▼▼▼

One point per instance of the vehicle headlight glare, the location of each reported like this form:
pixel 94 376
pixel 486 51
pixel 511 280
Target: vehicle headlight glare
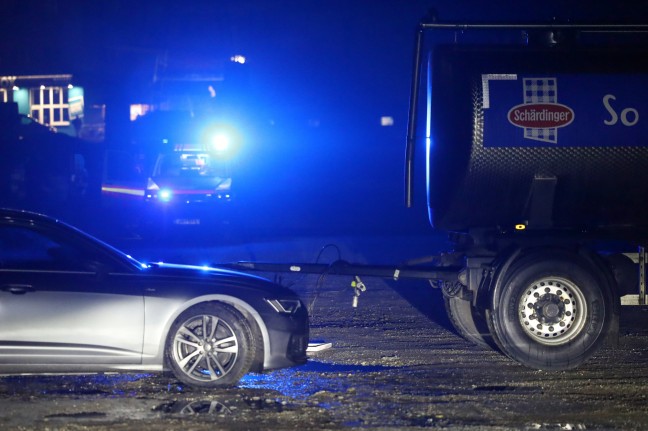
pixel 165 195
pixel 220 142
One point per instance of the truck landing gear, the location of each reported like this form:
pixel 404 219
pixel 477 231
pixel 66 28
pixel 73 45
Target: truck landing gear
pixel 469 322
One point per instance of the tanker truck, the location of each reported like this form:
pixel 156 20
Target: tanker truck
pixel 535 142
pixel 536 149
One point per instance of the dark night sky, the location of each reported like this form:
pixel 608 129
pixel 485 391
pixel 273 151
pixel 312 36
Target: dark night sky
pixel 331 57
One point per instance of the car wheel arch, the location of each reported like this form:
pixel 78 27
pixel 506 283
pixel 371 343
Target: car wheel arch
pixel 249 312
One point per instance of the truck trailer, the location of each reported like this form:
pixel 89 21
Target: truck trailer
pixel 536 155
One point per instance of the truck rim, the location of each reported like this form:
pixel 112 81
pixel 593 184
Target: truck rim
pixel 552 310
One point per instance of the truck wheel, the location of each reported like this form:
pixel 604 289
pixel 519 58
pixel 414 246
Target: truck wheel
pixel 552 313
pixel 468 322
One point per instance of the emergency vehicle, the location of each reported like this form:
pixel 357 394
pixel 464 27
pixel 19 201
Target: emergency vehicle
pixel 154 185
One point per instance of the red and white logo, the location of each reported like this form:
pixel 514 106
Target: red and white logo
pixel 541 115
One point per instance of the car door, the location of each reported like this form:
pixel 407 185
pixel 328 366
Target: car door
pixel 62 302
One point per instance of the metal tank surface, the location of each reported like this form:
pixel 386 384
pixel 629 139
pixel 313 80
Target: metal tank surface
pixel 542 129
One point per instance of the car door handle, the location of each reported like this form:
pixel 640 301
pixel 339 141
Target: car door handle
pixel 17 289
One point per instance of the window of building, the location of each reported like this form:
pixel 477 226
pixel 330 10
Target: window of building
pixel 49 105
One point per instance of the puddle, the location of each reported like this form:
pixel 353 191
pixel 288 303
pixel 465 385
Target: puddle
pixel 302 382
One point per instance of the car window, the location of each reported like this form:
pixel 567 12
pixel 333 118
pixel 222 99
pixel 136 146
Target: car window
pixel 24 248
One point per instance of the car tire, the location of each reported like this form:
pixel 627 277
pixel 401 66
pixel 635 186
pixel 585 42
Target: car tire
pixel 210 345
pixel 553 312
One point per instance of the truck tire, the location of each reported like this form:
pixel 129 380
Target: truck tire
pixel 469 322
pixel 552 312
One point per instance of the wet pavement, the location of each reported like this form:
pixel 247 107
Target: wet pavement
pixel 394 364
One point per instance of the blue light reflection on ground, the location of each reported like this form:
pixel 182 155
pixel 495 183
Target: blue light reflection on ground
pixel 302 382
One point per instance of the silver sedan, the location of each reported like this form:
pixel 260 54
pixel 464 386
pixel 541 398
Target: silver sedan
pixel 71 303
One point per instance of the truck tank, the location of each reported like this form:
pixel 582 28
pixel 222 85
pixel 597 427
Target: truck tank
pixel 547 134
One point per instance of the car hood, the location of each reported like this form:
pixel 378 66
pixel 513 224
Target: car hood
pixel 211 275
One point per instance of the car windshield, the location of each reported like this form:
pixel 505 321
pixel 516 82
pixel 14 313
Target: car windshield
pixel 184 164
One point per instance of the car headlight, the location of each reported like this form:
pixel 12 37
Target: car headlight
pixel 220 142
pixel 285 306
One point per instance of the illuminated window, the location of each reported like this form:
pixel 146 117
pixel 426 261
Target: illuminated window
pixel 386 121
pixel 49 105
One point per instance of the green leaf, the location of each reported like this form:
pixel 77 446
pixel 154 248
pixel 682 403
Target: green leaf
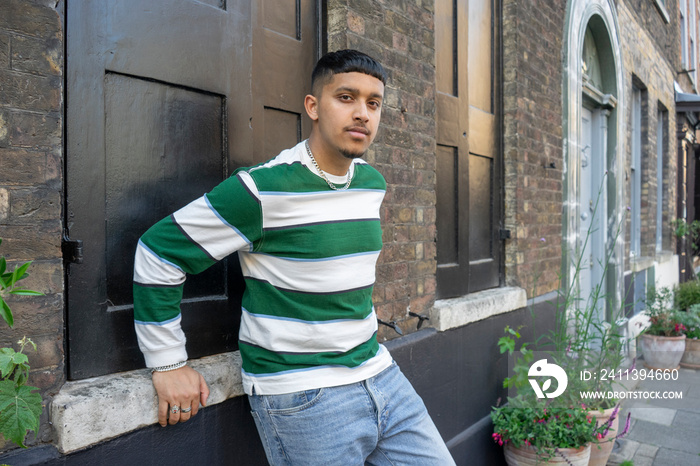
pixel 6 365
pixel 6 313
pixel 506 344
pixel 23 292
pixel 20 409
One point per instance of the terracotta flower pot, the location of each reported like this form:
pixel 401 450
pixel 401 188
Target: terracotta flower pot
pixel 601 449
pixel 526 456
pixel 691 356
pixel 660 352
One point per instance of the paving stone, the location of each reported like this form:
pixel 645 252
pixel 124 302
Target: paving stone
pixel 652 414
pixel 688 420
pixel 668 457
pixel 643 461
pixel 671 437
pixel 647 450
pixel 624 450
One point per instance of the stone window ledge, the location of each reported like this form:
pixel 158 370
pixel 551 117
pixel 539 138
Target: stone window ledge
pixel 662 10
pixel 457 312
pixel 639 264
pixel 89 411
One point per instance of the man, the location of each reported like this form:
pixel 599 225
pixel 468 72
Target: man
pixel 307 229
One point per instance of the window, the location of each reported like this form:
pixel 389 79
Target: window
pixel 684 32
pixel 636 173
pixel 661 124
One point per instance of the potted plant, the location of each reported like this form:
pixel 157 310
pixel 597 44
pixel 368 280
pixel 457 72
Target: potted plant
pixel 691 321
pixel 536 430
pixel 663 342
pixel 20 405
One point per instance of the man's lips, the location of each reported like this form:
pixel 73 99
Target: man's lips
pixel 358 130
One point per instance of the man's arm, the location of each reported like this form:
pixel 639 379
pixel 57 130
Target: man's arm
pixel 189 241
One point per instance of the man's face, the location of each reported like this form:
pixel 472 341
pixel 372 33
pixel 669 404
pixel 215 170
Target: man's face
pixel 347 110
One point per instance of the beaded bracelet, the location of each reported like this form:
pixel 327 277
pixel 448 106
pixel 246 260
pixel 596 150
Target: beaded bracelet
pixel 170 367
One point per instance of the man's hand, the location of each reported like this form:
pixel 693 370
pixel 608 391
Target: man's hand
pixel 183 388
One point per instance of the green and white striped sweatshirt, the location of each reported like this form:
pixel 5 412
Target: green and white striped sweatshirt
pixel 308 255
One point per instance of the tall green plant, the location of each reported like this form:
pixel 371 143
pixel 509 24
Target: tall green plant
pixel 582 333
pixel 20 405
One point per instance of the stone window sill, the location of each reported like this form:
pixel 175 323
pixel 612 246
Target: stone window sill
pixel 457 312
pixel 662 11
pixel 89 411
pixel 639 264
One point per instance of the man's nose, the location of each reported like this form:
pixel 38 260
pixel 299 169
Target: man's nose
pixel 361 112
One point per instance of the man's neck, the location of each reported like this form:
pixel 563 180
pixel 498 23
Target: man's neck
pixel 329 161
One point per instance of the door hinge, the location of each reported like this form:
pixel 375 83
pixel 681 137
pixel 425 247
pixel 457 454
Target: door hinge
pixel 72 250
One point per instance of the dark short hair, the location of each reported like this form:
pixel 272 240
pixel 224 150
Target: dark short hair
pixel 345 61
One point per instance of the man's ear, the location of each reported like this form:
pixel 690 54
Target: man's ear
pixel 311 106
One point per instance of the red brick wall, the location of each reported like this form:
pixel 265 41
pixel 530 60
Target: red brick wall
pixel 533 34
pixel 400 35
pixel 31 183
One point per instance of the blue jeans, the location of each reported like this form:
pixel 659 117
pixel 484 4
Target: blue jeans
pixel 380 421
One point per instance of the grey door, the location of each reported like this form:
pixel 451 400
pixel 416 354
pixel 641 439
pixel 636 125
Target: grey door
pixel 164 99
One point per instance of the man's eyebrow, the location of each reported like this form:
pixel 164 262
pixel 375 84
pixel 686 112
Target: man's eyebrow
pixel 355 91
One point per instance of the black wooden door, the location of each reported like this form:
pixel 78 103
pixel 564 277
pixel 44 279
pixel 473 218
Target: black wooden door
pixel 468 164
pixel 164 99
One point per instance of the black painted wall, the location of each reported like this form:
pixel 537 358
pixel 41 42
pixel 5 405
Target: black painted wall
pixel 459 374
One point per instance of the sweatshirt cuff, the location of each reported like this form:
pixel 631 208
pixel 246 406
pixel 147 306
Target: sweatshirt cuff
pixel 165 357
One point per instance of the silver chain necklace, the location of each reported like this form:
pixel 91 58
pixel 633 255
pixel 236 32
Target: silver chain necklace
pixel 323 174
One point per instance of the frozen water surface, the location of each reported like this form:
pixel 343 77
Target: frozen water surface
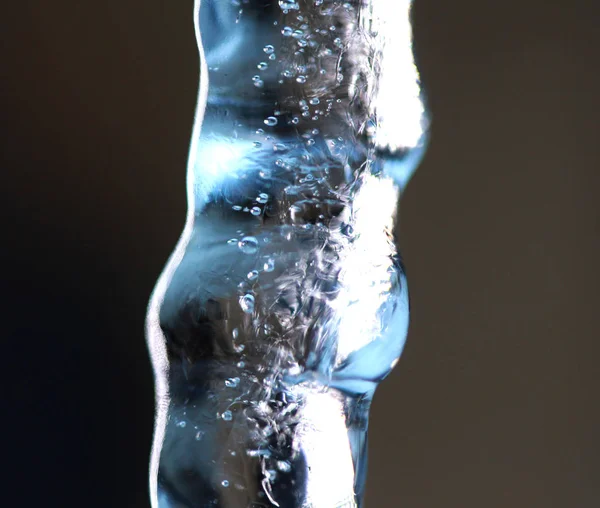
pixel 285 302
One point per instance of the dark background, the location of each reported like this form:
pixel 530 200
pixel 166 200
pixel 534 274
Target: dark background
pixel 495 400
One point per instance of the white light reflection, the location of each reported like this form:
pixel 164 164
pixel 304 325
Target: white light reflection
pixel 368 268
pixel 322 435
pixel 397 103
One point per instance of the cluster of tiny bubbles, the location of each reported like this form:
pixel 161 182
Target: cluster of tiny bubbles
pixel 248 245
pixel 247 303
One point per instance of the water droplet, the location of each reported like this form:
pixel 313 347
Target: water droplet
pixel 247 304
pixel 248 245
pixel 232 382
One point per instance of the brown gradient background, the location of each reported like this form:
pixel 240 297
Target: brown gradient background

▲▲▲
▼▼▼

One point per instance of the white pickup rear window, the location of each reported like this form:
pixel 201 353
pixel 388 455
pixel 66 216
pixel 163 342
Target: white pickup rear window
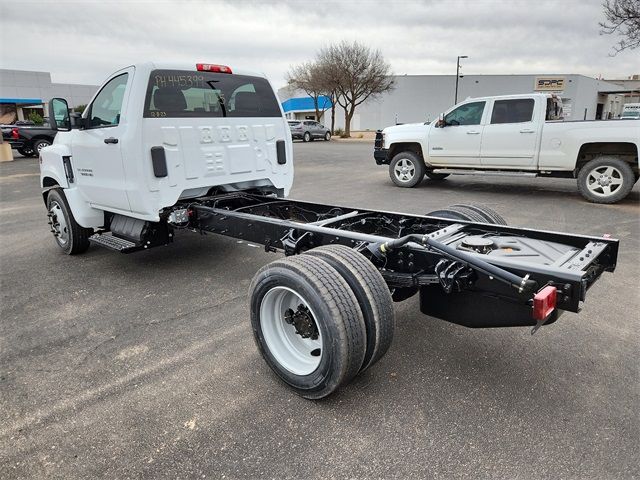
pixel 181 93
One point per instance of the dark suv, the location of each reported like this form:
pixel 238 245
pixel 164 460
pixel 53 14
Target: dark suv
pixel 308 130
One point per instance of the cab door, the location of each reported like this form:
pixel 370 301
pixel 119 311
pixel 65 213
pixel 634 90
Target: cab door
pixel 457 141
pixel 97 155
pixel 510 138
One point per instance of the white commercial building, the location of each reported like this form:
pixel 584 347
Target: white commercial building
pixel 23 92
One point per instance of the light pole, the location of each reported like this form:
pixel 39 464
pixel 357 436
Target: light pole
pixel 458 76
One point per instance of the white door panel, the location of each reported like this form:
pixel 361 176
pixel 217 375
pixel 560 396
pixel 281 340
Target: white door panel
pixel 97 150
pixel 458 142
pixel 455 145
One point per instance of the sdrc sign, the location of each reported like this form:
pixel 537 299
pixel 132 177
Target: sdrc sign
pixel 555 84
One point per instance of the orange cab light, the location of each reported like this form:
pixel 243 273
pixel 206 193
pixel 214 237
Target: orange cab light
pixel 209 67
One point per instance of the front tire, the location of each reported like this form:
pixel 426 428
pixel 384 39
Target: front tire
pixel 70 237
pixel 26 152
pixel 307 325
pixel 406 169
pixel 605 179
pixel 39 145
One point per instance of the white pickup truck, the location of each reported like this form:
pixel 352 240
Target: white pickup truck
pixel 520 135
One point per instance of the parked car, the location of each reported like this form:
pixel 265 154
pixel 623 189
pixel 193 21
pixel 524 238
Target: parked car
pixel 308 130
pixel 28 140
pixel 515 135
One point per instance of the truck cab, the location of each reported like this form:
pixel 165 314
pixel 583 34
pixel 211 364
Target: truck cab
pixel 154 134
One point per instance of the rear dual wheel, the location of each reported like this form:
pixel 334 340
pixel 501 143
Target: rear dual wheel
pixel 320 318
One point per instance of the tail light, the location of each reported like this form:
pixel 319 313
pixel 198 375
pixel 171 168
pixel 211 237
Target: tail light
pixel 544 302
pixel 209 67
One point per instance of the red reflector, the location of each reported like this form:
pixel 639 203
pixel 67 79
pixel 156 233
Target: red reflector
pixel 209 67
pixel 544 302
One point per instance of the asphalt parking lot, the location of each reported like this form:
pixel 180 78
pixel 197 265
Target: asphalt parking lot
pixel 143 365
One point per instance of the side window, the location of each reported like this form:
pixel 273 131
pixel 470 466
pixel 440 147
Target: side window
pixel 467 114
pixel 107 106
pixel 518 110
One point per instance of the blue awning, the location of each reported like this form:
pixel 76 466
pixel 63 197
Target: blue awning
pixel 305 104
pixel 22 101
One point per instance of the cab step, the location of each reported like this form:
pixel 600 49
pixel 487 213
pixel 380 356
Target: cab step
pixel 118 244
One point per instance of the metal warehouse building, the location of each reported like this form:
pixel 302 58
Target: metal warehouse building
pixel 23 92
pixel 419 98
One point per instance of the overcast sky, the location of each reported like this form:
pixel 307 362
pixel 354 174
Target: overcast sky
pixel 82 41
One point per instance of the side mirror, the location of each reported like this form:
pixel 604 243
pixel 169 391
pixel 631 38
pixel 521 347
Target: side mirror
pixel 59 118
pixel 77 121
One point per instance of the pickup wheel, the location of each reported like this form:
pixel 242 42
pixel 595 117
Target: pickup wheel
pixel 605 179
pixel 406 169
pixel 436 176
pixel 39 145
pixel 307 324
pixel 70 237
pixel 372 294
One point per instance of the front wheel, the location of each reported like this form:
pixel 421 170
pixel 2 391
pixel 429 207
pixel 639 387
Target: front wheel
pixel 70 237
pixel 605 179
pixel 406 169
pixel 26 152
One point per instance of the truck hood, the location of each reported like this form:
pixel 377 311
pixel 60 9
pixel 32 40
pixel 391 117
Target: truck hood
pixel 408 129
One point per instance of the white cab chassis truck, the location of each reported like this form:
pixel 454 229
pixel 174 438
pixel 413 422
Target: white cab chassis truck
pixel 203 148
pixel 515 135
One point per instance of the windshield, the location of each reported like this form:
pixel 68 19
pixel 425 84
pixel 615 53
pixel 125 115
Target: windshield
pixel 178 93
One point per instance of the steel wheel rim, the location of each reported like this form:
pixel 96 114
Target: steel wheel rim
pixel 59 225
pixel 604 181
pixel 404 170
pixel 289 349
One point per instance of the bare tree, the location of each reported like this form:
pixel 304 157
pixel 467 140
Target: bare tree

▲▲▲
▼▼▼

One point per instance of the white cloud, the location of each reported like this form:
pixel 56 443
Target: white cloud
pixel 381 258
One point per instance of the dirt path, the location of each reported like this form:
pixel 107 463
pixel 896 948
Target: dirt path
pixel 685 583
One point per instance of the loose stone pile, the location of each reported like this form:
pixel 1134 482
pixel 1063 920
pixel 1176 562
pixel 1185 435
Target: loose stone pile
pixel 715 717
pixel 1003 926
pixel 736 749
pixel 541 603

▲▲▲

▸ Instrucciones de trabajo:
Por favor, filtra los datos anteriores y copia cada línea que contenga la palabra "parking".

▸ Resultado:
One point per instance of the asphalt parking lot, the location of each reported like this form:
Target: asphalt parking lot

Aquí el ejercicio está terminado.